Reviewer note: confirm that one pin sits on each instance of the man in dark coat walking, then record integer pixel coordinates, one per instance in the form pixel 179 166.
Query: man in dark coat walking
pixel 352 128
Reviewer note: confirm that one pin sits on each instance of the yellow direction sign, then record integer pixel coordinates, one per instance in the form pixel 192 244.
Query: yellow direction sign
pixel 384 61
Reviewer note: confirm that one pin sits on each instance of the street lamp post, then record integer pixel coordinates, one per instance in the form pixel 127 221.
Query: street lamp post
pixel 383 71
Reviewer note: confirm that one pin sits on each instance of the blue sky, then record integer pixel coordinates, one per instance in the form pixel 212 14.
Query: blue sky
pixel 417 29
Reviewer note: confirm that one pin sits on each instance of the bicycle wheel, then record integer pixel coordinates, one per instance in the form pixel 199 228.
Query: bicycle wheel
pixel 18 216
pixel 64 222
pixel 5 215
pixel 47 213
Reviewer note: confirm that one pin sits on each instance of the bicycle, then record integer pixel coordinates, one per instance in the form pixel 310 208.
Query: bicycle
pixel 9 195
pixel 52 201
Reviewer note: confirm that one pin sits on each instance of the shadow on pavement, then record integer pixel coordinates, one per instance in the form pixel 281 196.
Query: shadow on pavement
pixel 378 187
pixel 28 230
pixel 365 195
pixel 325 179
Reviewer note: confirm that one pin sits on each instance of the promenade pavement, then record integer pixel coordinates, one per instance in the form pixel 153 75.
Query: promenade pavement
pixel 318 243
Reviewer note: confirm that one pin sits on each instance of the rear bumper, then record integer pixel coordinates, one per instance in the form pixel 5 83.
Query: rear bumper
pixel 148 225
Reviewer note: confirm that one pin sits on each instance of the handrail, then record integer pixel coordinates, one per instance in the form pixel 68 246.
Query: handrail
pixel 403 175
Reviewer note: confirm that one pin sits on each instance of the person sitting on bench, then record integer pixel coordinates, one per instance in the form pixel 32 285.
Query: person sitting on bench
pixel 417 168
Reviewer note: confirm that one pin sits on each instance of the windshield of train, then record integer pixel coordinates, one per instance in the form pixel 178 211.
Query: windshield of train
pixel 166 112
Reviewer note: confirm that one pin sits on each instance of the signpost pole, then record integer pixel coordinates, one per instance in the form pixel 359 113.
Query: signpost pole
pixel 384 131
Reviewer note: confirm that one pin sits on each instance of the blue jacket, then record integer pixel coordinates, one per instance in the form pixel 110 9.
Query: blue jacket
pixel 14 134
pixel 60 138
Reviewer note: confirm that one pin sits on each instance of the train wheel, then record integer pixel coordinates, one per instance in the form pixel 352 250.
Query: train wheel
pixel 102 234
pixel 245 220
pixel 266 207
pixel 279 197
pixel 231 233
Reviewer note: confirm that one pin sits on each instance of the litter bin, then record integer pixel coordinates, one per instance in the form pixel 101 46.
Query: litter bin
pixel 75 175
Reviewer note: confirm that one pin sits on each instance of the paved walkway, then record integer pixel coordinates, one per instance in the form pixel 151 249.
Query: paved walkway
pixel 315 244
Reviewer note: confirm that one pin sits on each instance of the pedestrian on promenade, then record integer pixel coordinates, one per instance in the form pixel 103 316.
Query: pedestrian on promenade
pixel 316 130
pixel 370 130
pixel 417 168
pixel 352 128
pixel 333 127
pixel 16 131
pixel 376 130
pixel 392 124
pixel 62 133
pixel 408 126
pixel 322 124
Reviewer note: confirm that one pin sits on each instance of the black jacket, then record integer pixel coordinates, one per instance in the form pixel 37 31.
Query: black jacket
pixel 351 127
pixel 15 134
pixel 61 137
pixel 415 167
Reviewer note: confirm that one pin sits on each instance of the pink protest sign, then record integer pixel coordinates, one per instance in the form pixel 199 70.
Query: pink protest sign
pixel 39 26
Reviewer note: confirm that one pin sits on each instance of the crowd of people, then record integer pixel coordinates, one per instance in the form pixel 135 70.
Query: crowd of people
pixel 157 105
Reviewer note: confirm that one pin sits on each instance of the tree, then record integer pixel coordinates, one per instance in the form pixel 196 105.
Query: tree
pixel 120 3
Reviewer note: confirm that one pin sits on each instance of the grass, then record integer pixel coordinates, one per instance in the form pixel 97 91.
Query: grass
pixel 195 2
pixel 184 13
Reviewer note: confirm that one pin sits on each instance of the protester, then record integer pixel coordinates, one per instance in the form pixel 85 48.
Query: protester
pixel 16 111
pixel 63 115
◆ ◆ ◆ ◆
To do >> Repeat the listing. Keep each line precisely as shown.

Solved exercise >>
Reviewer note: confirm that one pin sits on each instance of the man in dark coat walking, then record integer pixel coordinates, one per instance in the form pixel 179 166.
Query: man in dark coat walking
pixel 352 128
Reviewer note: confirm that one pin sits on each instance of the yellow direction sign, then record integer pixel coordinates, one per instance in the form pixel 192 244.
Query: yellow direction sign
pixel 384 61
Reviewer note: confirm that one pin sits on each instance of the street lamp post, then record integer pixel coordinates, one per instance in the form pixel 127 221.
Query: street lamp post
pixel 383 71
Reviewer note: confirm that one pin sits on each instance of the blue sky, then record integer pixel coordinates, one per instance in the form pixel 212 14.
Query: blue sky
pixel 417 29
Reviewer note: confirm that one pin sits on each instance of the bicycle wheel, then record integer pixel coordinates, one per instance in the form pixel 199 228.
Query: bicycle wheel
pixel 18 216
pixel 64 222
pixel 5 215
pixel 47 213
Reviewer note: confirm that one pin sits on each instance of the bicycle, then record integer pixel coordinates, one per instance in the form pixel 310 208.
Query: bicycle
pixel 9 195
pixel 52 201
Reviewer note: confirm that one pin sits on each instance of the shadow on pavement, then record integer pixel coordinates, one per instance in the form pixel 281 196.
Query: shadow on pavement
pixel 378 187
pixel 28 230
pixel 365 195
pixel 325 179
Reviewer note: confirm that one pin sits on each instance of the promenade pavement, then record integer pixel coordinates, one per instance in the form pixel 153 75.
Query: promenade pavement
pixel 318 243
Reviewer note: confirm that one pin sits on each instance of the rear bumper, then record integer pixel coordinates, one per instance in the form pixel 5 83.
Query: rear bumper
pixel 148 225
Reviewer note: confirm that one pin sits on each instance of the handrail, then record integer pixel coordinates, one per instance in the form pixel 68 246.
Query: handrail
pixel 403 175
Reviewer note: confirm that one pin sits on each instance of the person sitting on bench, then record integer pixel coordinates, one per instance in the form pixel 32 285.
Query: person sitting on bench
pixel 417 168
Reviewer note: confirm that one pin sits on each instance of the windshield of train, then record integer pixel coordinates, one per instance in the form pixel 178 211.
Query: windshield of train
pixel 166 112
Reviewer note: confirm that one pin sits on each instance of the signpost pole, then record integer pixel coordinates, one per instance in the form pixel 359 113.
Query: signpost pole
pixel 384 131
Reviewer note: confirm that one pin sits on each instance of the blue jacket, then record integer pixel coordinates, one per instance in the form pixel 110 9.
Query: blue jacket
pixel 14 134
pixel 60 138
Reviewer note: confirm that one pin sits on each instance of the train wheel, then record integer pixel coordinates, one per instance in the form pixel 352 250.
Query: train wheel
pixel 102 234
pixel 245 220
pixel 266 207
pixel 279 197
pixel 231 233
Reviewer note: confirm that one pin sits on each instance of the litter bin, then record integer pixel coordinates, one per instance in the form pixel 101 46.
Query: litter bin
pixel 75 175
Reviewer note: confirm that one pin sits on each instance of the paved walkway, then record integer pixel coordinates, one per instance in the form pixel 151 249.
Query: paved walkway
pixel 315 244
Reviewer note: confirm that one pin sits on each instance of the pedestrian on promenade, then record integer pixel coordinates, one per instance in the form pixel 103 316.
Query: pedestrian on promenade
pixel 316 130
pixel 370 130
pixel 417 168
pixel 352 128
pixel 333 127
pixel 16 131
pixel 376 130
pixel 392 124
pixel 62 133
pixel 408 126
pixel 322 124
Reviewer note: confirm that one pin sits on each instance of the black jacket, then record integer pixel coordinates, one per instance in the form pixel 37 31.
Query: black jacket
pixel 351 127
pixel 15 134
pixel 61 137
pixel 415 167
Reviewer note: confirm that one pin sits on each instance of the pink protest sign, then record integer pixel coordinates, one per instance in the form pixel 199 70.
Query: pink protest sign
pixel 39 26
Reviewer note: confirm that one pin sits on each instance of the crowd of people, then record integer pixel coordinates, one per instance in the form pixel 135 70.
Query: crowd of people
pixel 157 105
Reviewer note: confirm that one pin sits on each instance of the tree, then record integer pixel coordinates, one per instance in the form pixel 196 105.
Query: tree
pixel 120 3
Reviewer note: confirm that one pin sits on each instance of the grass, then record integer pixel coordinates, one per instance in the form pixel 97 91.
Query: grass
pixel 195 2
pixel 184 13
Reviewer note: confirm that one pin sits on each instance of the protester, then record integer pixel coordinates, one per instance in the form pixel 85 48.
Query: protester
pixel 16 111
pixel 63 115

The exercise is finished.